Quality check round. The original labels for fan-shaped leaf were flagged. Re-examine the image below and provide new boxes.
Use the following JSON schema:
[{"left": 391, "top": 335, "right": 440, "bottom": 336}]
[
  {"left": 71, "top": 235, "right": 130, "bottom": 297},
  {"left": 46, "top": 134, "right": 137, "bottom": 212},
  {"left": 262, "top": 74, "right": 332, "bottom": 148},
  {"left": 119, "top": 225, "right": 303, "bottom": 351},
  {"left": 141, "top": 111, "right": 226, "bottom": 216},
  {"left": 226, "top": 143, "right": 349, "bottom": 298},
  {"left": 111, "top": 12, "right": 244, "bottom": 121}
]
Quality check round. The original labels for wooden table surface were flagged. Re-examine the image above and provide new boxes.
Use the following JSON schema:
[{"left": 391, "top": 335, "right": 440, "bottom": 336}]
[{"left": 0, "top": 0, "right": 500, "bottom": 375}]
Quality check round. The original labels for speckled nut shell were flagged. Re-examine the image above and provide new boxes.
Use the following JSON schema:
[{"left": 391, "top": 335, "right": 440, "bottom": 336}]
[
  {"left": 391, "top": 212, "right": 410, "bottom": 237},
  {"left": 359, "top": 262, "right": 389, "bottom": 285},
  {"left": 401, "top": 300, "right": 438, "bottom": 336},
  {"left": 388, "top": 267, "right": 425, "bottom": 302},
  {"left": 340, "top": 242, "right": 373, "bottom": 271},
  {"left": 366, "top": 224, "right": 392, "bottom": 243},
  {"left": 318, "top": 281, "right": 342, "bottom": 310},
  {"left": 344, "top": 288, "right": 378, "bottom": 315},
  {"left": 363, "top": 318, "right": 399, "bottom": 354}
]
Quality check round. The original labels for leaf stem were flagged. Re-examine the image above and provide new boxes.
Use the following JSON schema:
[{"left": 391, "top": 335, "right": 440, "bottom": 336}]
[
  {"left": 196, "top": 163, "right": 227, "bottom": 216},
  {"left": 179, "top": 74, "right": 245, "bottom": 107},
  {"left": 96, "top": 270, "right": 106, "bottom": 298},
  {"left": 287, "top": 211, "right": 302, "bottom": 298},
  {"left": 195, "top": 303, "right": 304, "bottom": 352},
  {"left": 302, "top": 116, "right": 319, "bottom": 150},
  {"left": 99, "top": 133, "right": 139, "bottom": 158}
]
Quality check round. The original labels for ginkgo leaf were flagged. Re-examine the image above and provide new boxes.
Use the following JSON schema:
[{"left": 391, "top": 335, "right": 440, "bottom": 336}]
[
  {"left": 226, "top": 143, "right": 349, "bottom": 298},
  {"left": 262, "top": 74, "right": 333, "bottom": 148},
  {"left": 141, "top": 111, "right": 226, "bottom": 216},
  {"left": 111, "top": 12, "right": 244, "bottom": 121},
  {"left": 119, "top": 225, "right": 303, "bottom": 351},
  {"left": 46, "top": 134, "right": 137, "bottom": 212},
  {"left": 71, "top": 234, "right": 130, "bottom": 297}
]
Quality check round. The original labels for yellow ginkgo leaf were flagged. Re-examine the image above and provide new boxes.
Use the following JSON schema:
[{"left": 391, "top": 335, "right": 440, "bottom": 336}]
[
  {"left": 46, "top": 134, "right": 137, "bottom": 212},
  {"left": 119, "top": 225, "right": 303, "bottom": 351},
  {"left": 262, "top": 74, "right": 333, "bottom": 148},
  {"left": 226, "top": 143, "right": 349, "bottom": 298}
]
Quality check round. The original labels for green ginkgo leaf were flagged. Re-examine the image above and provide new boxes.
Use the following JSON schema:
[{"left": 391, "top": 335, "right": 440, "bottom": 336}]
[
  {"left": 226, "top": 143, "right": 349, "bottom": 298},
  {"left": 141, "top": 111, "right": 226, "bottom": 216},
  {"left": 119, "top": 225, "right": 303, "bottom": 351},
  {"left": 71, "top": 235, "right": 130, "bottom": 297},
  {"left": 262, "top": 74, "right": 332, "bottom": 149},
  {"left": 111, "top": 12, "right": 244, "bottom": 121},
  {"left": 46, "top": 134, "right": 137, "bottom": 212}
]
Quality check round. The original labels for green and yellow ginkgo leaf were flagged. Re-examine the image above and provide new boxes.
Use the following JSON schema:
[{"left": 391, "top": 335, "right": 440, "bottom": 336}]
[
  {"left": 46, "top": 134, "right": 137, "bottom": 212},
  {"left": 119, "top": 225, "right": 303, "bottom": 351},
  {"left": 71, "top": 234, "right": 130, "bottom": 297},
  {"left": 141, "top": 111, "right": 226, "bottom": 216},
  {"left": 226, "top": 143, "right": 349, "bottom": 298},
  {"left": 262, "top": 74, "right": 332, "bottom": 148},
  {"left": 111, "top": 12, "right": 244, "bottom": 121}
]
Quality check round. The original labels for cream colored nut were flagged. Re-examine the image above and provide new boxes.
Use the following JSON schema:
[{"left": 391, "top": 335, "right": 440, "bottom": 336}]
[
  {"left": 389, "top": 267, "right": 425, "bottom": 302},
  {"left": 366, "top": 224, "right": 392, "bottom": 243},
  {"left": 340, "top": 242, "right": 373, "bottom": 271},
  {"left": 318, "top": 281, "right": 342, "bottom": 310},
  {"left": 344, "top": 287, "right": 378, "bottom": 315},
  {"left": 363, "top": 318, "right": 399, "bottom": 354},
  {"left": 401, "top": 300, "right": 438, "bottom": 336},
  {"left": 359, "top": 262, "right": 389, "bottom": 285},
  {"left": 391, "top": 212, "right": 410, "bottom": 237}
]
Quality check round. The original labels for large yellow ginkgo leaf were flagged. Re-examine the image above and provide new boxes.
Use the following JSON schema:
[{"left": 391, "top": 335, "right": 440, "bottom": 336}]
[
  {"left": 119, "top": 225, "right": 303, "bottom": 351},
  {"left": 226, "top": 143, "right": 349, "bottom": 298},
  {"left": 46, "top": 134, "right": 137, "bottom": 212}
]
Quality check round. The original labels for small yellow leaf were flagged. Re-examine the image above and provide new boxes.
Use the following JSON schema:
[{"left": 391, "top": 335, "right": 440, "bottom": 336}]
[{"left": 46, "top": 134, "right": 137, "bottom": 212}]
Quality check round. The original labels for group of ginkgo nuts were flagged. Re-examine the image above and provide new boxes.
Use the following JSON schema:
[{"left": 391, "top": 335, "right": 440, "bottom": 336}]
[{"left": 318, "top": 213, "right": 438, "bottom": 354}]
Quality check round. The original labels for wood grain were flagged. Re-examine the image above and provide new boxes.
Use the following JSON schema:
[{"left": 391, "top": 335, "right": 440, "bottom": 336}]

━━━━━━━━━━━━━━━━

Pull out each line of the items above that contains the word "green", matching its case.

Quality check round. The original labels for green ginkgo leaf were flagged. Re-examine the image above and provide new boxes.
Quality check round. The original labels for green and yellow ginkgo leaf were flagged. Re-examine the image above and provide new boxes.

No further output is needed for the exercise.